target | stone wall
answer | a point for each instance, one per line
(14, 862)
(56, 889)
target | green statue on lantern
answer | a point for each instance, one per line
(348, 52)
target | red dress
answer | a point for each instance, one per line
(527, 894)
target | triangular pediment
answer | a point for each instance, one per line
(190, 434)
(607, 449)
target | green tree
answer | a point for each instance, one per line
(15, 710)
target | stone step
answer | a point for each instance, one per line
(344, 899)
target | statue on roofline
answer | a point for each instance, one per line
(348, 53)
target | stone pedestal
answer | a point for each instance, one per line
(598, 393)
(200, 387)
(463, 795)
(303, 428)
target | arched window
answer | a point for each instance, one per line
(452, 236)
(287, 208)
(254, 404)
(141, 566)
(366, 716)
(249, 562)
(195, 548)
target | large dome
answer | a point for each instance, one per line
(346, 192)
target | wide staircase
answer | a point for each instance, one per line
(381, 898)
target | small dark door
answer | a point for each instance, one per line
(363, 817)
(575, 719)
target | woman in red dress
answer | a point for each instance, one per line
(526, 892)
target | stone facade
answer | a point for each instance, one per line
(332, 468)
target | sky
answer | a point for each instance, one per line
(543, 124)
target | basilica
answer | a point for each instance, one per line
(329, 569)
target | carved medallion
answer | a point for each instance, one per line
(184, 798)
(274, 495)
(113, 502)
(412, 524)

Required task: Copy out every item above line for line, without changing a single character.

Correct output:
target | stone wall
answer | a point for each instance, one per line
(14, 862)
(56, 889)
target | green statue on lantern
answer | a point for each instance, one per line
(348, 52)
target | red dress
answer | a point for each instance, one per line
(527, 894)
target | triangular pediment
answer | a point for each instance, one per line
(190, 434)
(607, 449)
target | green tree
answer | a point for each instance, one per line
(15, 710)
target | stone step
answer | a point for each instance, one per line
(344, 899)
target | statue on roofline
answer | a point for each instance, one per line
(348, 53)
target | stone pedestal
answer | a point for each instance, one per line
(598, 393)
(200, 387)
(463, 795)
(303, 428)
target | arched window
answer | a point for each instance, one per line
(452, 236)
(287, 208)
(254, 404)
(141, 566)
(366, 716)
(249, 562)
(195, 548)
target | large dome
answer | a point for each instance, one per line
(346, 192)
target | wide staircase
answer | a point for each instance, one per line
(381, 898)
target | small dark door
answer | a point for each instance, one per line
(363, 817)
(575, 719)
target | woman in red dress
answer | a point for each instance, one per line
(526, 892)
target | stone facade
answer | a point for each instance, one per line
(332, 468)
target | sky
answer | a point for each instance, one per line
(543, 124)
target | basilica
answer | a point for each instance, one per line
(329, 569)
target | carved medallion
answer | a point for each instance, one per line
(184, 798)
(274, 495)
(113, 502)
(412, 524)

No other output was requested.